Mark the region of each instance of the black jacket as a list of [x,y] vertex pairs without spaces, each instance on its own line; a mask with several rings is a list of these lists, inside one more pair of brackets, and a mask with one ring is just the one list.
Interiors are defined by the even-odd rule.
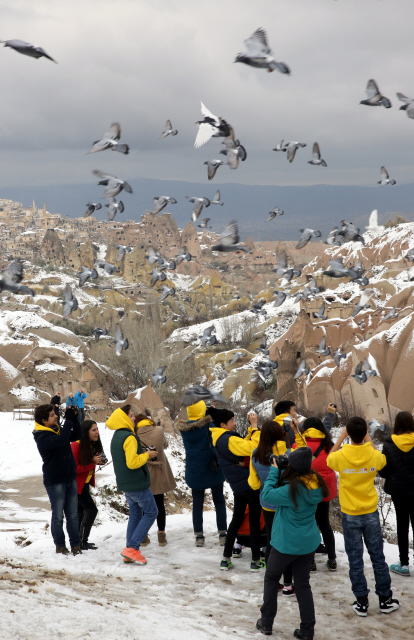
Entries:
[[382,453],[387,464],[378,473],[385,478],[384,491],[390,495],[414,494],[414,447],[411,451],[401,451],[391,436],[384,440]]
[[39,453],[43,460],[43,484],[45,487],[51,484],[67,483],[76,477],[76,462],[73,457],[71,442],[80,440],[82,429],[75,419],[65,420],[63,427],[58,432],[33,431]]

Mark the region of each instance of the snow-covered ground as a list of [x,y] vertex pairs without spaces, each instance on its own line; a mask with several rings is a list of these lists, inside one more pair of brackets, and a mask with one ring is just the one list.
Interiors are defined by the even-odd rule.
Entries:
[[[120,556],[125,544],[125,516],[111,518],[108,507],[99,502],[100,524],[91,535],[98,550],[77,557],[56,555],[32,429],[31,421],[13,421],[11,414],[1,414],[0,477],[7,483],[0,510],[0,638],[261,637],[255,622],[260,615],[263,574],[250,573],[249,550],[234,560],[232,571],[219,570],[222,549],[212,511],[204,513],[204,548],[194,545],[190,513],[170,515],[168,545],[158,546],[153,527],[152,542],[143,550],[148,564],[139,567],[124,565]],[[104,425],[100,425],[100,433],[108,455],[112,433]],[[179,452],[180,446],[172,446],[169,457],[182,486]],[[110,485],[113,479],[112,465],[97,474],[98,486]],[[414,578],[393,576],[394,595],[400,599],[401,608],[390,616],[381,615],[366,557],[371,607],[368,618],[358,618],[350,607],[353,596],[343,538],[338,533],[335,537],[338,572],[330,573],[324,565],[325,557],[317,556],[318,573],[311,577],[317,618],[315,640],[411,640]],[[398,560],[395,545],[385,544],[385,552],[388,562]],[[274,636],[287,640],[298,626],[296,598],[280,598]]]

────────────────

REQUIREMENTS
Count how many lines in the records above contain the word "region" with matching case, and give only that number.

CORRECT ANSWER
2